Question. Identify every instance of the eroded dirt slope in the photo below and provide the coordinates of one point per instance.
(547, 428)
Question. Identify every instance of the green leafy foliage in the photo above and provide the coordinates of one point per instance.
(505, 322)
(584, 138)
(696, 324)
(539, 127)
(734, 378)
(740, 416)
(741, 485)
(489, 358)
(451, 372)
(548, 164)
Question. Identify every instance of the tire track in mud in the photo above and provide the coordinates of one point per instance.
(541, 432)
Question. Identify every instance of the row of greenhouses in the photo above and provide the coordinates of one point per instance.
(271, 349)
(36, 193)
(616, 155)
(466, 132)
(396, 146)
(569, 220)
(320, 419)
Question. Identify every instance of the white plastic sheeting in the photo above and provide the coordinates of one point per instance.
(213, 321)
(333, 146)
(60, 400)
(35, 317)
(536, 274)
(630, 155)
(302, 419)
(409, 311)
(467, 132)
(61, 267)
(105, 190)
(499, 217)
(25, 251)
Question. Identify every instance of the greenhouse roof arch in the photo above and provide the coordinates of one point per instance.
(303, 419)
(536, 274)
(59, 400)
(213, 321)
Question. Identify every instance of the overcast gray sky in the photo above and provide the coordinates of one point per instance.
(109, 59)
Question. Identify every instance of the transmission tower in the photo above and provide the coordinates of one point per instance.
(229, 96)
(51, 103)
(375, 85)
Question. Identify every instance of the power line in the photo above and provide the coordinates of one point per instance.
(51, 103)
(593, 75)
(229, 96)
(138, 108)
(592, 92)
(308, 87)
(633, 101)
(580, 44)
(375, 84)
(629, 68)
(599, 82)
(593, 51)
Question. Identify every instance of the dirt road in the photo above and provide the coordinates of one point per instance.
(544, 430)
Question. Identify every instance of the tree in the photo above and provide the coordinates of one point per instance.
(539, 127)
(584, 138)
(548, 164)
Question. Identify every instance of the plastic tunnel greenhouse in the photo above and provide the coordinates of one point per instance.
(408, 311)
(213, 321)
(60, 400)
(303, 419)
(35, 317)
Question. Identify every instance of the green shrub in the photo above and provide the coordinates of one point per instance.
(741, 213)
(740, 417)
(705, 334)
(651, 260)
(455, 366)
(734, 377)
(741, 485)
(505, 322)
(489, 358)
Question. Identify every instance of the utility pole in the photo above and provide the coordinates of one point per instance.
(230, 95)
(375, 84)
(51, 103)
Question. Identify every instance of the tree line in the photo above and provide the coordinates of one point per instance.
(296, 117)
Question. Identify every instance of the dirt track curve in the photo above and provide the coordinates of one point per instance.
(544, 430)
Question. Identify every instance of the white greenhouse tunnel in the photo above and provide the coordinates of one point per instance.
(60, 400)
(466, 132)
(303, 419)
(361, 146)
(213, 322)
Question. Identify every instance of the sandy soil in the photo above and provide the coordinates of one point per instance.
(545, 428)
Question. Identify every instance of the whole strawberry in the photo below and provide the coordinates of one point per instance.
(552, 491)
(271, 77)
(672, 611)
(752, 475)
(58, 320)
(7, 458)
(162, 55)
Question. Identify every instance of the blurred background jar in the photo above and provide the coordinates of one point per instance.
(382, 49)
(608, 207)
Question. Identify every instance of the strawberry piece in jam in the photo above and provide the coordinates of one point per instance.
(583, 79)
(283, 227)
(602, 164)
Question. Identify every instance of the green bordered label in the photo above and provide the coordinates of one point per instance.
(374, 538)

§ **What you should do**
All the data must be duplicated exactly, with nothing added or removed.

§ **Solution to this problem**
Question. Identify every instance of the eroded dirt slope in the photo below and provide the coordinates of one point per instance.
(547, 428)
Question. Identify every instance of the green leafy foliage in the photo above and provide the coordinates of one point per instance.
(505, 322)
(584, 138)
(696, 324)
(539, 127)
(734, 378)
(740, 416)
(741, 485)
(489, 358)
(451, 372)
(548, 164)
Question. Identify every instance of the tire track in mud in the photo above and provide the coordinates of one point per instance.
(541, 432)
Question. Identify every instance of the row of greenhouses in the photo above and provide the coordinates of one point per instance.
(271, 349)
(36, 193)
(616, 155)
(466, 132)
(396, 146)
(569, 220)
(320, 419)
Question. Identify every instance of the white plastic sheeting in the photo above and provide the coordinates of one point per instance.
(213, 321)
(333, 146)
(60, 400)
(35, 317)
(536, 274)
(630, 155)
(302, 419)
(409, 311)
(467, 132)
(61, 267)
(105, 190)
(499, 217)
(25, 251)
Question. Identify every instance of the greenhouse roof arch in the photo above and provide the coordinates of one point per instance.
(303, 419)
(536, 274)
(59, 400)
(213, 321)
Question. Identify every instance of the overcast gray sky in the photo above and provide the coordinates of one point per instance.
(109, 59)
Question. Identify every instance of the transmission tower in the photo above and provide the coordinates of one point per instance.
(229, 96)
(51, 103)
(375, 85)
Question. Identify every instance of the power line in the photo above and provide the coordinates of one point per instance.
(51, 103)
(593, 75)
(229, 96)
(138, 108)
(592, 92)
(308, 87)
(633, 101)
(580, 44)
(375, 84)
(629, 68)
(599, 82)
(593, 51)
Question. Identify every instance of the dirt road in the photo above and provide the coordinates of one point per instance.
(544, 430)
Question. Identify every instance of the tree in the photo above and provide the coordinates of one point per instance.
(539, 127)
(584, 138)
(548, 164)
Question. Identify every instance of the plastic tunnel greenhouse in the photo above and provide the coordinates of one point per instance.
(408, 311)
(213, 321)
(60, 400)
(303, 419)
(35, 317)
Question. Identify every instance of the green shrub in the photo above and provide the coordinates of one point per instance.
(741, 213)
(740, 417)
(705, 334)
(651, 260)
(455, 366)
(734, 377)
(741, 485)
(505, 322)
(489, 358)
Question. Identify every instance of the utility pole in the photo above and provide the coordinates of one point per instance.
(230, 95)
(375, 84)
(51, 103)
Question. Identify every instance of the tree line in the photo above and provide the coordinates of one point per instance.
(296, 117)
Question. Identify every instance of the dirt track curve in the photo above and provide the coordinates of one point per instance.
(544, 430)
Question. Identify every instance of the white greenhouse tunnel in the photo above and provide the coordinates of one point per instance.
(60, 400)
(466, 132)
(303, 419)
(361, 146)
(213, 322)
Question. Identify every instance of the sandy soil in the photo above and provide the coordinates of one point per instance.
(545, 428)
Question. Identify every instance of the whole strawberry in the photo below and provide the coordinates of one point per instance.
(552, 491)
(271, 77)
(672, 611)
(752, 475)
(58, 320)
(7, 458)
(162, 55)
Question. Identify every instance of the blurred background jar in the photo above and provide the coordinates of one point per instance.
(382, 49)
(608, 207)
Question. Identify every instance of the strawberry piece in jam in the photo above and provide the coordinates of one point per instance.
(583, 79)
(283, 227)
(602, 164)
Question. Identify every instance of the green bordered label in the photo above and provide the coordinates of one point per instance.
(374, 538)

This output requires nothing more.